-- BEGIN EXTRACTED DATA --
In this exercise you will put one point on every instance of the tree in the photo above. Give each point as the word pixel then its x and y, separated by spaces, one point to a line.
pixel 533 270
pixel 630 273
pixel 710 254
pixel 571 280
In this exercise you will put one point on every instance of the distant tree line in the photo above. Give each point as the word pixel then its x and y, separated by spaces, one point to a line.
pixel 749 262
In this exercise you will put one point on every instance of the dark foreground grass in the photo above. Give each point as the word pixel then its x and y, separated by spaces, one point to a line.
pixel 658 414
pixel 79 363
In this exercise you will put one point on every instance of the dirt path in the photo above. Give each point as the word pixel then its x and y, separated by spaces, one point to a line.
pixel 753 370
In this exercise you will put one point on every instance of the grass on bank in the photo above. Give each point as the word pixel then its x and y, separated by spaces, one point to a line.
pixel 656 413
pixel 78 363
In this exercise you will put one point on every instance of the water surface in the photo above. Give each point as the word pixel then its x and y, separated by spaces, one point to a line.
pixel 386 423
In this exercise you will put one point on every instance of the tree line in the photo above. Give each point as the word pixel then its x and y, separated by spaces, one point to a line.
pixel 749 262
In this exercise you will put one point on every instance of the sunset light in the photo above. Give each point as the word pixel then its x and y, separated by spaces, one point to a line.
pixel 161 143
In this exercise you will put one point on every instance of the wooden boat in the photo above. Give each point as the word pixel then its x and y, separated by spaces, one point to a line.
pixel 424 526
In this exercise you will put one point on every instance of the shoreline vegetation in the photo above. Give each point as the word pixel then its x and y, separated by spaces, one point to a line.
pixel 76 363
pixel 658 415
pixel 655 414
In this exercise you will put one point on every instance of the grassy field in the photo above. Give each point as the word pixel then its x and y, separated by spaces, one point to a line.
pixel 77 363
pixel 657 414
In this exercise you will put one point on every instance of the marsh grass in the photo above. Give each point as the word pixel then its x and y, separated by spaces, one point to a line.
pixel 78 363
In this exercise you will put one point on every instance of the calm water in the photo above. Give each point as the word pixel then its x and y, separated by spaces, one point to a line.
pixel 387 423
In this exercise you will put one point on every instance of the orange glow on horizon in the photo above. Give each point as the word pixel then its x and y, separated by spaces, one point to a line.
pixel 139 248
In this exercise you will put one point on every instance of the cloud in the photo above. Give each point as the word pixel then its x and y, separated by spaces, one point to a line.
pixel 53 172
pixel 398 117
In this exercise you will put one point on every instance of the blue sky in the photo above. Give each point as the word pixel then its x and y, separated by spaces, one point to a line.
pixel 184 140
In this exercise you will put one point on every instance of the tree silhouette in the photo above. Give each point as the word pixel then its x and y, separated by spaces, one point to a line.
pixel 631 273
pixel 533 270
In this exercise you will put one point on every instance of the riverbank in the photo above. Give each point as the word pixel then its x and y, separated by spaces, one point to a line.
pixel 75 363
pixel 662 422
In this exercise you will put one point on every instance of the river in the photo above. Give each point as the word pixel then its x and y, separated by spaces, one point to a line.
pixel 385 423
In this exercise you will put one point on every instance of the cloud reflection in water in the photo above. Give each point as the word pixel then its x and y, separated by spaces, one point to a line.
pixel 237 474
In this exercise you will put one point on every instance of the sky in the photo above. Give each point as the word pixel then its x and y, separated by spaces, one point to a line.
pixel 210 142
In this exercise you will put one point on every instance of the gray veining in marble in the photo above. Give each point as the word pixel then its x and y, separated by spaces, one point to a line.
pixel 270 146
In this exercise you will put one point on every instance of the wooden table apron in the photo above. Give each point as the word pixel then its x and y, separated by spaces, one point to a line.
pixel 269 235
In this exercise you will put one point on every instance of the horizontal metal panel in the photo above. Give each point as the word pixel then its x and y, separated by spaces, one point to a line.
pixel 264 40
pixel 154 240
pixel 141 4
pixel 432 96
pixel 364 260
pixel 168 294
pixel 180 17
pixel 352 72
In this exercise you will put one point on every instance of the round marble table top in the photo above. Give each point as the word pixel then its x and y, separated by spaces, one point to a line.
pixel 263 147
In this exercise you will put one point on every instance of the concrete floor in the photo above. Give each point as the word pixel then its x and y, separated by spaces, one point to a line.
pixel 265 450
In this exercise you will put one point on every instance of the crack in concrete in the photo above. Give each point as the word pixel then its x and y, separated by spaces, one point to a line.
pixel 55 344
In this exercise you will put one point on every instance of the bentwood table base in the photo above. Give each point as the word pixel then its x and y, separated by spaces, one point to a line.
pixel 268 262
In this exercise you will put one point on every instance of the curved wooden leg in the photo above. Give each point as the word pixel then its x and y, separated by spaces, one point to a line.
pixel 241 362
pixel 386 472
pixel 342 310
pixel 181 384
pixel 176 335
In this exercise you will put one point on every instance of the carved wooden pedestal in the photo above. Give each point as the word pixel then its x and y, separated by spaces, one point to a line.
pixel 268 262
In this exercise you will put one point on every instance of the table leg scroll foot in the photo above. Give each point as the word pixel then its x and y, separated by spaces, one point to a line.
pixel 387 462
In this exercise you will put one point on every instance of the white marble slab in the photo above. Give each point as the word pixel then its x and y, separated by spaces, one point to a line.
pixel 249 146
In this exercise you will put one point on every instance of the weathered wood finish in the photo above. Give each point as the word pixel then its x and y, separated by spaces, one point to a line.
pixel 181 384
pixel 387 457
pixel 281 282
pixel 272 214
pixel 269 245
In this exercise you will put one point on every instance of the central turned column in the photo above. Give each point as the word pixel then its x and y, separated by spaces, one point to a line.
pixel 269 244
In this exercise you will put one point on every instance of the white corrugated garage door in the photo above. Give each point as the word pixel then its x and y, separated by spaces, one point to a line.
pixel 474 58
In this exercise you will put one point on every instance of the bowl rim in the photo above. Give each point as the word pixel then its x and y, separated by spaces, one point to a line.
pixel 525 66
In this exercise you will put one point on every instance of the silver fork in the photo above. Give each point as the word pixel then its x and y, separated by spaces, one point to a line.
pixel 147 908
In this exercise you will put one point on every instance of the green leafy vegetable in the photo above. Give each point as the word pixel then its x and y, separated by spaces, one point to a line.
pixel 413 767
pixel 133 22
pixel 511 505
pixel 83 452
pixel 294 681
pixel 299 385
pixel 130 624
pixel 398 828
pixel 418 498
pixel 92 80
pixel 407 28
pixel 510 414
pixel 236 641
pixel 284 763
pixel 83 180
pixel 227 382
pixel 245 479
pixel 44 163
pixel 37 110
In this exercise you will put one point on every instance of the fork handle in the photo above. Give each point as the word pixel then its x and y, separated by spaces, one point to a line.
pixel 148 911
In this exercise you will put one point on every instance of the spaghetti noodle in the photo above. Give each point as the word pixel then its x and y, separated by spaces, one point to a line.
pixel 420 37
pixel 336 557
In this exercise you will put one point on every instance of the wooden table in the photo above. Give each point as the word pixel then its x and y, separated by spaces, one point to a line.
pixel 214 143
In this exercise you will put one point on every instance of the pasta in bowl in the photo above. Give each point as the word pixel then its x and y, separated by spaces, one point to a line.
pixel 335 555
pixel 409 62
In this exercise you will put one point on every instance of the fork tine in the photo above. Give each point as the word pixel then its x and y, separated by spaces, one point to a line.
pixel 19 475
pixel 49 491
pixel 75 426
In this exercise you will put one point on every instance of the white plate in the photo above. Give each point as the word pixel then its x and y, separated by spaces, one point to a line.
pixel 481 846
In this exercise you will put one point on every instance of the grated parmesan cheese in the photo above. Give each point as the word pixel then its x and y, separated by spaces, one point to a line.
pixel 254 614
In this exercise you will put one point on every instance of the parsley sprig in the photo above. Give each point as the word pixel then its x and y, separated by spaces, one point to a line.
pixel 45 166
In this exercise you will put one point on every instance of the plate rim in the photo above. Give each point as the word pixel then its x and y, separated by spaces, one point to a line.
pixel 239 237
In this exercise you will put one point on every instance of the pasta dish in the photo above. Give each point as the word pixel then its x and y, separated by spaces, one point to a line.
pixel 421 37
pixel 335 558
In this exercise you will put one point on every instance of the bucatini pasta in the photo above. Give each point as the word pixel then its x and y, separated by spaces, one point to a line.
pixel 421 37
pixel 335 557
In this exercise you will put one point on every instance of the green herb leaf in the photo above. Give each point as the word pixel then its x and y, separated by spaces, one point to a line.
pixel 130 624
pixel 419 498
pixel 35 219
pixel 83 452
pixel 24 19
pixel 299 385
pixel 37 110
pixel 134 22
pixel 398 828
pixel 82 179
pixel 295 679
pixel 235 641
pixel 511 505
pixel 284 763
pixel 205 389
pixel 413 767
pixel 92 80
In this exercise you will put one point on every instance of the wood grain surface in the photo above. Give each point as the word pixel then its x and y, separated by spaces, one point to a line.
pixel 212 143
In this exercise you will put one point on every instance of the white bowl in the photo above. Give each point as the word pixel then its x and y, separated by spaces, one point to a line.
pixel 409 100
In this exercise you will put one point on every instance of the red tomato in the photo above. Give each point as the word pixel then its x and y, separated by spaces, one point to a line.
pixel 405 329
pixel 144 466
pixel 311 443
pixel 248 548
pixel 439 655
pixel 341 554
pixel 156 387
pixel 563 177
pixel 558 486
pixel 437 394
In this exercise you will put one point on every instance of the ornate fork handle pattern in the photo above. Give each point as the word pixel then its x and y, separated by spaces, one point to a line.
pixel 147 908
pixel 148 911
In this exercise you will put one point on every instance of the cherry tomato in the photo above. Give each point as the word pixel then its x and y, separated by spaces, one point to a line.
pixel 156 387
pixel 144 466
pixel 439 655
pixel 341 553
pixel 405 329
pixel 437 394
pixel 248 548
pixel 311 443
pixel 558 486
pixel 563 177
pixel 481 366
-- END EXTRACTED DATA --
* **EXERCISE DETAILS**: From the line with "of the grated" to the line with "pixel 212 143", can you give those lines again with "parsley sprig" changed to "basil sprig" and nothing else altered?

* **REPLY TO THE EXERCISE**:
In this exercise you will put one point on every instance of the grated parmesan cheese in the photo above. Give each point as the word pixel then its x and y, separated by spaces, one point to a line.
pixel 254 614
In this exercise you will put one point on every instance of the basil sprig in the photo above. Give each point as the word pixel then its x and y, separated by spaces, one point to a line.
pixel 45 166
In this exercise you will put one point on every instance of the plate rim in the photo above. Give each point as the word pixel then its x and y, separated by spaces, one point to a line.
pixel 239 237
In this exercise you will put one point on every instance of the pasta dish in the photo above. Give each point as the word pixel then its x and y, separated by spaces, one point to a line.
pixel 421 37
pixel 335 558
In this exercise you will put one point on every instance of the bucatini pasta in the photo above. Give each point as the word pixel then its x and y, separated by spaces, one point to a line.
pixel 421 37
pixel 335 557
In this exercise you will put one point on every instance of the green herb leaf in the photo above. Give each point as the word pixel then its x and y, separated by spaces, one point to a line.
pixel 130 624
pixel 419 498
pixel 35 219
pixel 83 452
pixel 24 19
pixel 299 385
pixel 37 110
pixel 134 22
pixel 398 828
pixel 82 179
pixel 295 679
pixel 235 641
pixel 511 505
pixel 284 763
pixel 205 389
pixel 413 767
pixel 92 80
In this exercise you will put one point on every instance of the wood grain surface in the photo above. Give each point as the word pixel then its x and y, separated by spaces, one point to a line.
pixel 212 143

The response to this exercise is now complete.